* _About this task_: Every record must be output verbatim in the reply.

* _Point localization data_:
------------------------------------------------

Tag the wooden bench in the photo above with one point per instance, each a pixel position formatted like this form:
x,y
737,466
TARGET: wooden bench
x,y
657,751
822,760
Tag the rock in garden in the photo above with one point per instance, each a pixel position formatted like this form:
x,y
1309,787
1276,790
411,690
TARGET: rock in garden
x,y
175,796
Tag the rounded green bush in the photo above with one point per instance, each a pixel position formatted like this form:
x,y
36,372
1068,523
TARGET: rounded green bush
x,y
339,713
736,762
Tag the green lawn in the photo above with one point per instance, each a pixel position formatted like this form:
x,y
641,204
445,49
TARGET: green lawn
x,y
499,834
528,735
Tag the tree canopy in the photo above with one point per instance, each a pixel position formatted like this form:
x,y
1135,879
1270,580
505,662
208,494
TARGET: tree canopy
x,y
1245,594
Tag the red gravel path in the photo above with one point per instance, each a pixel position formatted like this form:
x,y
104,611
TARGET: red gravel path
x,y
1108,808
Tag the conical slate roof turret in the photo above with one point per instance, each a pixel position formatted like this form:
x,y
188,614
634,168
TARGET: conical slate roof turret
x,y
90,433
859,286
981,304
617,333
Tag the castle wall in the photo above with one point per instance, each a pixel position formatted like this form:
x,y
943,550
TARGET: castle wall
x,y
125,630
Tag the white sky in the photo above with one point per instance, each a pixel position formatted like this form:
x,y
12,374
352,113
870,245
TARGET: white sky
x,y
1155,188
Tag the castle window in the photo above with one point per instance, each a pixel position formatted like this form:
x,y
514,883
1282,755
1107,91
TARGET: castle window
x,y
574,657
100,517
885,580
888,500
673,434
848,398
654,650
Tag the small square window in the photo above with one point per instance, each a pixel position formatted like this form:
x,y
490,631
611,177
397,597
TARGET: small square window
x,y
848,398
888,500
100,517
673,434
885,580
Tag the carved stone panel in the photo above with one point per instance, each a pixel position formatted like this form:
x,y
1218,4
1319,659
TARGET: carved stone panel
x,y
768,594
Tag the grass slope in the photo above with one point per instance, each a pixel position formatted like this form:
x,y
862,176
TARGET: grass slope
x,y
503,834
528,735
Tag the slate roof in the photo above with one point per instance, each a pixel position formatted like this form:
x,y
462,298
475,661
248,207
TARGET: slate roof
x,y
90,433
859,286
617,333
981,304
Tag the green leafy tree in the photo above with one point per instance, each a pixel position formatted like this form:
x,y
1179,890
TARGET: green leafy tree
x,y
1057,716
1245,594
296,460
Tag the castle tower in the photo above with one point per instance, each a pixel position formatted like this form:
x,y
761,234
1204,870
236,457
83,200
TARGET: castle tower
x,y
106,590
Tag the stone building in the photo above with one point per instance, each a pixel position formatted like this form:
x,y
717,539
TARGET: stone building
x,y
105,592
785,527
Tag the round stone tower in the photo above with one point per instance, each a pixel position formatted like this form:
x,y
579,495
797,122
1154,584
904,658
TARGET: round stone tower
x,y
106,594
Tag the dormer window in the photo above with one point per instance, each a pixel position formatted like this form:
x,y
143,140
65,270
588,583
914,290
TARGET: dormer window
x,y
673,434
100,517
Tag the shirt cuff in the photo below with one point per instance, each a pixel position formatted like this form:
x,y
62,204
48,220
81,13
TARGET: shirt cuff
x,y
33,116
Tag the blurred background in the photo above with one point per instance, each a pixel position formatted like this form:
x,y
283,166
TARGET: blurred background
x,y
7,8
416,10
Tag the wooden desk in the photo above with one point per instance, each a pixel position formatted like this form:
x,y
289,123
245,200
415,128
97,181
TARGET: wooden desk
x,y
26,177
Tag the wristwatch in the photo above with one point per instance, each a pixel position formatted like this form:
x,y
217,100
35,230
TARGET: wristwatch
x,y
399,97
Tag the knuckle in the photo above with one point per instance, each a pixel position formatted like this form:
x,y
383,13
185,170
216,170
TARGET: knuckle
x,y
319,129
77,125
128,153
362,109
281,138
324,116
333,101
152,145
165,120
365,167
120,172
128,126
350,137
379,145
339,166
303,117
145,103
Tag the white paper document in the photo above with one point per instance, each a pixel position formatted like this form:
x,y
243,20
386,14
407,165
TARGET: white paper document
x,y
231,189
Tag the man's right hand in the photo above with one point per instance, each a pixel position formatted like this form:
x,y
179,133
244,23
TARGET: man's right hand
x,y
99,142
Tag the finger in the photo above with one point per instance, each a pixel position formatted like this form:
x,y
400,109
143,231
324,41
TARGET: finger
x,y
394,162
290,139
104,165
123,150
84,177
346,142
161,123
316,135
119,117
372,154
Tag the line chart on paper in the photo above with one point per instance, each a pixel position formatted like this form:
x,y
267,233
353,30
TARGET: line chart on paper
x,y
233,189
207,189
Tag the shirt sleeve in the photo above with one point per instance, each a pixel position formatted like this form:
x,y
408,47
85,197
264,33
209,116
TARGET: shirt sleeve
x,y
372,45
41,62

------------------------------------------------

* _Response area_:
Tag the wooden bench in the photo above with one point per instance, each a pixel position formatted like this form:
x,y
737,466
TARGET: wooden bench
x,y
657,751
822,760
Tag the rock in garden in the photo above with one point per instance, each a pixel position formatted like this form:
x,y
1309,787
1276,790
411,690
TARGET: rock in garden
x,y
175,796
Tag the rounded green bush in the photo above with one point per instance, each a pixel position formatted like this form:
x,y
36,372
1068,523
TARGET: rounded green bush
x,y
339,713
736,762
Tag the green lawn in the photo above with one point per instance, each a pixel position formatted like this form:
x,y
641,204
445,49
TARGET: green lawn
x,y
499,834
528,735
Tag the tree canopy in the photo above with one point per instance, each a pixel position formatted like this form:
x,y
1135,879
1270,580
505,662
208,494
TARGET: tree canopy
x,y
1245,594
Tag the red gravel path in the photo above with one point per instance, each a pixel position formatted like this form:
x,y
104,611
TARGET: red gravel path
x,y
1108,808
Tag the conical slate roof turret in the photo above with one point per instance, each a pixel position formatted like this form:
x,y
188,614
634,168
TARGET: conical slate roof turret
x,y
90,433
859,286
981,304
617,333
Tag the castle wall in the photo above with one point per instance, each a pixel position formatted like this form:
x,y
943,550
TARGET: castle wall
x,y
125,630
Tag the white sky in the photo above with one point per instance, each a pixel position formatted like this form:
x,y
12,374
352,113
870,245
TARGET: white sky
x,y
1155,188
Tag the castle window in the photo above with one point per instance, each a pixel position formatted like this form:
x,y
514,883
1282,755
1107,91
TARGET: castle window
x,y
574,657
100,517
885,580
888,500
673,434
848,398
654,650
Tag the small square window in the photo above with one point per instance, each a pixel position formatted like this form:
x,y
490,631
611,177
397,597
TARGET: small square window
x,y
848,398
888,500
100,517
673,434
885,580
Tag the carved stone panel in the photo above with one point per instance, each a pixel position formatted like this form:
x,y
1218,4
1319,659
TARGET: carved stone panel
x,y
768,594
Tag the grass slope in the photo above with one point per instance, each a pixel position formatted like this form:
x,y
862,176
TARGET: grass slope
x,y
503,834
528,735
Tag the slate roof in the photo above with one point per instance, each a pixel position formatted like this form:
x,y
462,298
475,661
248,207
TARGET: slate roof
x,y
90,433
859,286
617,333
981,304
Tag the green leafy tree in the photo above with one point per instance, each a pixel position formatted like this form:
x,y
1179,890
TARGET: green leafy tree
x,y
1057,716
1245,594
296,460
Tag the castle tower in the photo above with one point per instance, each a pixel position formatted like this form:
x,y
761,234
1204,870
236,457
83,200
TARGET: castle tower
x,y
106,590
Tag the stone building in the photo above with one point per instance, each a pixel position formatted like this form:
x,y
717,539
TARGET: stone building
x,y
105,592
785,527
Tag the round stone tower in the photo above with one point per instance, each a pixel position formatted like this form:
x,y
579,495
797,122
1154,584
904,658
TARGET: round stone tower
x,y
106,594
Tag the dormer window in the photo above with one point per instance, each a pixel position formatted like this form:
x,y
143,140
65,270
588,583
914,290
TARGET: dormer window
x,y
673,434
100,517
Tag the shirt cuff in the photo below with one point per instance, each a pixel position formatted like this form:
x,y
62,204
48,220
81,13
TARGET: shirt cuff
x,y
33,116
Tag the blurred background in the photo above with one point per instance, each a pixel position formatted like this form:
x,y
283,166
TARGET: blurred background
x,y
7,8
416,10
Tag the wooden desk in the photo above with one point per instance, each a pixel position formatted like this form:
x,y
289,123
245,200
415,128
97,181
TARGET: wooden desk
x,y
26,177
Tag the wristwatch in the photo above with one point per instance, each a pixel position formatted like this form:
x,y
217,100
35,230
TARGET: wristwatch
x,y
399,97
Tag the knuckle in the photo above with one point per instance, each a pixel position formatted like this form:
x,y
383,13
185,170
216,170
TARGET: knuckle
x,y
319,129
77,125
128,153
362,109
281,138
324,116
333,101
152,145
165,120
365,167
120,172
128,126
350,137
379,145
339,166
303,117
145,103
Tag the white paper document in the photo above with one point per instance, each a pixel position formatted like this form:
x,y
243,20
386,14
407,165
TARGET: white paper document
x,y
231,189
Tag the man's right hand in the photo above with one point per instance, each a pixel position formatted like this form:
x,y
179,133
244,23
TARGET: man's right hand
x,y
99,142
Tag the finger in the photo above with one point per instance, each a pixel position formatted like this form:
x,y
400,109
143,231
324,41
TARGET: finger
x,y
394,162
290,139
104,165
123,150
84,177
346,142
161,123
316,135
119,117
372,154
Tag the line chart on paper in the photo above with one point per instance, each a pixel position formatted like this form:
x,y
267,233
353,30
TARGET: line chart on paper
x,y
233,189
207,189
Tag the shirt sleeve in the photo above with one point per instance, each a pixel position formatted like this form:
x,y
408,47
85,197
264,33
209,116
TARGET: shirt sleeve
x,y
372,45
41,62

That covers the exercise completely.